### Text segment
——
I am at a weird place right now.
I don't know how to write this, so I'll just spit it out.
I had started going to school so I could become a zookeeper... but I'm having trouble with the science classes. Growing up, science is where I excelled, but I was strongly discouraged from it, so I had to study what I wanted to know in secret. I thought when I got to college it would be easy... but it's not. That was fine at first, because nothing worth doing should be particularly easy anyway... but it's taking a toll on my mental health. To the extent that I keep crying during my chem tests. Tears should count as extra credit damn it. I can't keep up, and I can feel it slipping through my fingers. I'm clawing at it, but all I'm getting is clumps of hair.
I went to the student access center and was talking to the coordinator there, and she asked me what my back up plan was, and what else I might be able to do... and I said writing. She looked at my transcript and saw that all of my As come from English courses. She asked me if I would consider English as a back up plan, that may be they had a career field I could consider.
So I started looking into it.
Well, I've been doing some work with my therapist, and I've been talking to my husband and I've been doing some thinking...
I still don't know.
One of the major hurdles I face is a class known as "O-chem" and I'm told it's painful to chem majors. It is a required course. I am barely scraping teeth in the chem courses I'm in. I'm shit your pants terrified of O-chem.
——
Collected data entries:
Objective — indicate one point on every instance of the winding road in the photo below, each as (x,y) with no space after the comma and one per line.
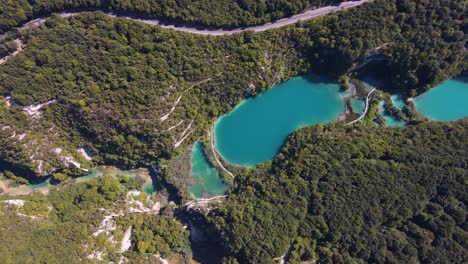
(369,96)
(307,15)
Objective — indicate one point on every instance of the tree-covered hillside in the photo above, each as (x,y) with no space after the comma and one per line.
(87,222)
(216,13)
(136,94)
(354,194)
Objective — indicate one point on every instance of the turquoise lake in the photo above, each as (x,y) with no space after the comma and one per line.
(209,181)
(445,102)
(256,129)
(398,102)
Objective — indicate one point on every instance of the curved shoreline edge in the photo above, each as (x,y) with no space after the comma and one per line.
(307,15)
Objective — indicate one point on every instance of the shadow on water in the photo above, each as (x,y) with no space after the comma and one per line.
(316,78)
(160,183)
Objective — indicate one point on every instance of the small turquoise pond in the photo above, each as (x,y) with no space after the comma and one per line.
(398,102)
(358,105)
(88,177)
(256,129)
(445,102)
(209,181)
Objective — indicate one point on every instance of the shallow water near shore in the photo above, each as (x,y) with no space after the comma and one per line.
(446,102)
(256,129)
(209,181)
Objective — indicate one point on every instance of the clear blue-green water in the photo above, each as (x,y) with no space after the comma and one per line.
(256,129)
(209,181)
(393,121)
(43,184)
(445,102)
(397,101)
(358,105)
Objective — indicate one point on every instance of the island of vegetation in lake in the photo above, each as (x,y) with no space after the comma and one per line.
(380,182)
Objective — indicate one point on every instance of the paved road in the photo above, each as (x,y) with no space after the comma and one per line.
(219,32)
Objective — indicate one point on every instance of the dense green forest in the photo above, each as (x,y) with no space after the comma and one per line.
(354,194)
(62,227)
(114,80)
(216,13)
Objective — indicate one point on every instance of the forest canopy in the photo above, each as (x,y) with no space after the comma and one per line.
(113,80)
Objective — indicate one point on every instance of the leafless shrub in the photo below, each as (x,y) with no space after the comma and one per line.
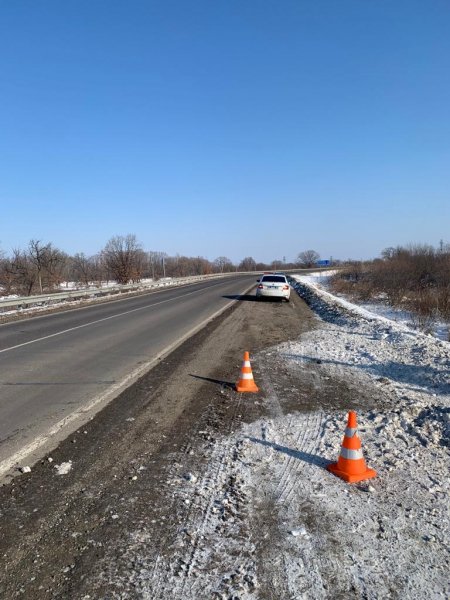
(416,278)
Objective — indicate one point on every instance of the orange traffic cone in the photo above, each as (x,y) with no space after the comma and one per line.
(246,382)
(351,465)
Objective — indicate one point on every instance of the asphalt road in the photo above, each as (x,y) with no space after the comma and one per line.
(57,369)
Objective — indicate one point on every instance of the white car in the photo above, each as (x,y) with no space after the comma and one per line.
(273,285)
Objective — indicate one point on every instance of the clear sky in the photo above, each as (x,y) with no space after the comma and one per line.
(225,127)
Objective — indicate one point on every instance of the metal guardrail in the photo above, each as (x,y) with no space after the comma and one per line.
(43,299)
(87,293)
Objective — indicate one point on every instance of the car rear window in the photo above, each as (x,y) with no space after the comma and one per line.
(277,278)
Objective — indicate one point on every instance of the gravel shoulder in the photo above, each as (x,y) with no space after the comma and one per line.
(183,488)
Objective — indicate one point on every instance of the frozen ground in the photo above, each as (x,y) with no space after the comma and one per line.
(320,281)
(265,518)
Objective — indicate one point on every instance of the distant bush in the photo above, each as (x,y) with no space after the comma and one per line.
(416,278)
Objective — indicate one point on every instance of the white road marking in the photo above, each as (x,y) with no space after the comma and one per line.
(46,337)
(86,410)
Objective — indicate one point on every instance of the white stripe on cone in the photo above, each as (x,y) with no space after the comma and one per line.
(351,454)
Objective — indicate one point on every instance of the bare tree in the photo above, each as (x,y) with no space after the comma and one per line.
(308,258)
(123,257)
(247,264)
(48,262)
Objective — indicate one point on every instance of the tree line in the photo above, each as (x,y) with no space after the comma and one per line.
(42,267)
(414,277)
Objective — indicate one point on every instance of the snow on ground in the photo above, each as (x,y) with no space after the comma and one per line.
(320,281)
(268,521)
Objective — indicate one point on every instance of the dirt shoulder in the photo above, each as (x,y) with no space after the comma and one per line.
(182,488)
(57,530)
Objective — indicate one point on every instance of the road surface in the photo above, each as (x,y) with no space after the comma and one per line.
(56,369)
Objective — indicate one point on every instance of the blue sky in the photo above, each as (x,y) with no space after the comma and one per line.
(225,127)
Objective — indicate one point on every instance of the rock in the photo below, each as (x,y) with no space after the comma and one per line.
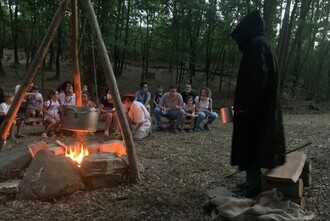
(10,189)
(13,162)
(114,146)
(103,170)
(56,149)
(35,147)
(103,164)
(49,177)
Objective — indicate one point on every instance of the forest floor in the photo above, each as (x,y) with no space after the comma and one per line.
(179,168)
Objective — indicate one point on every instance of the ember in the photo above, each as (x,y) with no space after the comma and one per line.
(76,152)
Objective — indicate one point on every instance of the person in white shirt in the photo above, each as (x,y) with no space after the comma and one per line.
(138,117)
(4,108)
(67,96)
(204,109)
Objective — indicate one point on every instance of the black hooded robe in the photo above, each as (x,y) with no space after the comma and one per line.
(258,135)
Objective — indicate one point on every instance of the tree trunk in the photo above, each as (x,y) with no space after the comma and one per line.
(42,50)
(58,54)
(283,42)
(269,11)
(14,29)
(126,38)
(297,44)
(2,32)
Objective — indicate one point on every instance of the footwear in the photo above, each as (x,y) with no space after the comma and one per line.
(175,130)
(197,129)
(207,127)
(244,191)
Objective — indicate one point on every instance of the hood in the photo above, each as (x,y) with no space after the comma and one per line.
(250,26)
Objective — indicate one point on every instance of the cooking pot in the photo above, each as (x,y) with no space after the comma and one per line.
(227,114)
(82,119)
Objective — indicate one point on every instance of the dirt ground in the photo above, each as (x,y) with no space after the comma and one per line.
(180,168)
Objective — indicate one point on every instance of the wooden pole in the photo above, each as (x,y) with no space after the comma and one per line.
(111,80)
(37,61)
(75,59)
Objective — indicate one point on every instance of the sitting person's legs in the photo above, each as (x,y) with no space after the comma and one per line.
(200,117)
(210,118)
(158,114)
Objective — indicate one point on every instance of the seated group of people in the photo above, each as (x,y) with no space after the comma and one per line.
(186,105)
(172,105)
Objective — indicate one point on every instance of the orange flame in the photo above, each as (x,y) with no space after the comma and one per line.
(76,152)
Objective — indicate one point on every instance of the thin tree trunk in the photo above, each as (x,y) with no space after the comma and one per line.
(37,60)
(126,38)
(127,135)
(58,54)
(2,32)
(269,11)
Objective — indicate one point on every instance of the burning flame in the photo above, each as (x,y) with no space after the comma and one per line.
(76,152)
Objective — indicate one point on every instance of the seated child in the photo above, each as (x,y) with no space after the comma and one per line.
(34,104)
(51,114)
(138,117)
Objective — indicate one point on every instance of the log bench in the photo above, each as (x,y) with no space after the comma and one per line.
(290,178)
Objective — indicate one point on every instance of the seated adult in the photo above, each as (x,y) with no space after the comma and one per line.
(204,109)
(138,117)
(67,95)
(4,108)
(143,96)
(188,92)
(170,106)
(108,113)
(34,105)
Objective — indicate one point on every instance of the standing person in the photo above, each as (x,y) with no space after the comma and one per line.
(188,92)
(144,96)
(170,106)
(138,117)
(258,135)
(4,108)
(204,109)
(34,105)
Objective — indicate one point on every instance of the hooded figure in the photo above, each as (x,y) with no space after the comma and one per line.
(258,135)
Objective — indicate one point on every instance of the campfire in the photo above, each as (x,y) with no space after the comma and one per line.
(76,152)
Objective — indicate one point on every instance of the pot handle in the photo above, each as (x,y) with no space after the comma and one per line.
(71,108)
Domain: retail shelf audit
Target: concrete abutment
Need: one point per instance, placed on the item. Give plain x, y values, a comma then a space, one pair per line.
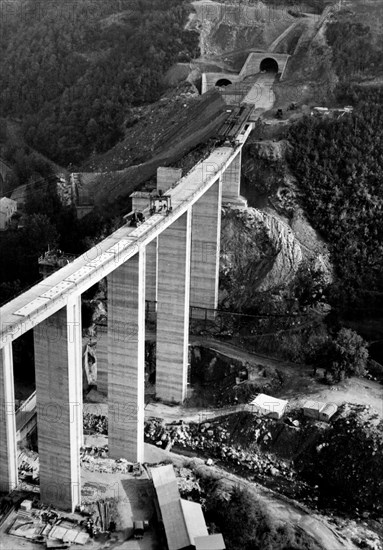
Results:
58, 367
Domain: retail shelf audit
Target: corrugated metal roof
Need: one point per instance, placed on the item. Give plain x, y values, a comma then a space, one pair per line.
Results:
194, 519
212, 542
165, 484
269, 403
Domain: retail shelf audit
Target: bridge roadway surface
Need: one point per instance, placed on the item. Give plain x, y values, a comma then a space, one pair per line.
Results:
47, 297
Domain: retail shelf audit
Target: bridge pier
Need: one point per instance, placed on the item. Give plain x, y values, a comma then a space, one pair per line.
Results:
102, 358
58, 366
205, 250
174, 245
126, 368
151, 271
8, 446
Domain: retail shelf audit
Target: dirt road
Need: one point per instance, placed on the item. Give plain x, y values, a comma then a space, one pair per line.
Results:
261, 94
284, 510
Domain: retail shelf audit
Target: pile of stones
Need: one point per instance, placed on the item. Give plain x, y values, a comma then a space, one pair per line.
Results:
214, 440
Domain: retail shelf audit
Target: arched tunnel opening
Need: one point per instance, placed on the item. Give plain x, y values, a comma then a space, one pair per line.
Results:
223, 82
269, 65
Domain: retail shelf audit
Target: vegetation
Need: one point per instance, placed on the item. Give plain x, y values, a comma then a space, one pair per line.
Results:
339, 169
246, 525
344, 356
346, 462
354, 51
74, 70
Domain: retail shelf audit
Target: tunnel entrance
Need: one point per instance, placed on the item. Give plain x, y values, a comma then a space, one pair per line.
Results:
223, 82
269, 65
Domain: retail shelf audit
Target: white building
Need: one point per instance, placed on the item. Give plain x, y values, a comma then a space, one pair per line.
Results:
267, 405
7, 208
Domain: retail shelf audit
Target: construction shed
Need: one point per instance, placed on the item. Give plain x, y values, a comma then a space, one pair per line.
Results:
319, 410
268, 405
311, 408
327, 411
183, 520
——
### Exercise requirements
a: In the post about struggling with chemistry, write out the stretch from "I went to the" through "doing some thinking...", switching "therapist" to "counselor".
b: Carry on the post about struggling with chemistry from the point where it stops.
These rows were taken from a different source than the post.

### Answers to each task
a:
I went to the student access center and was talking to the coordinator there, and she asked me what my back up plan was, and what else I might be able to do... and I said writing. She looked at my transcript and saw that all of my As come from English courses. She asked me if I would consider English as a back up plan, that may be they had a career field I could consider.
So I started looking into it.
Well, I've been doing some work with my counselor, and I've been talking to my husband and I've been doing some thinking...

b:
I've also been considering the fact that I'm not in physical shape to be doing the zoo. I mean, technically, I have three years to start to exercise and get in that shape, but my body is... awful. I get SO winded trying to walk between classes, and I walk at my top speeds and everyone else strolls past me like I'm not even moving. It's very discouraging.
Then there's the drive. I've been driving since May and it's not really all that bad, but I refuse to get on the highway unless I have to, it scares the shit out of me. And the zoo is down the highway and across the bridge. I'm near hyperventilating just thinking about it.
So, I've taken another piece of advice and gone to the career center and set up a seminar at the end of March to see what my options are.
What I really enjoy doing right now? Writing "For the Whored". If I could make money on "For the Whored" I'm pretty sure I wouldn't do anything else. I write on it between classes. Let me tell you, it is a new degree of entertaining to type sex scenes in a public place. I don't know why.
I want to finish my novels, I want to get "Lilah" done and out there, but I have no idea how to finish the last chapter. I want to write this epic battle between the evil overlord and the kingdom, but when I try to write, it just sounds like garbage to me. I just don't know how to finish it.
I have all these stories in my head, and I have so much to write, but I just don't know how to get it out.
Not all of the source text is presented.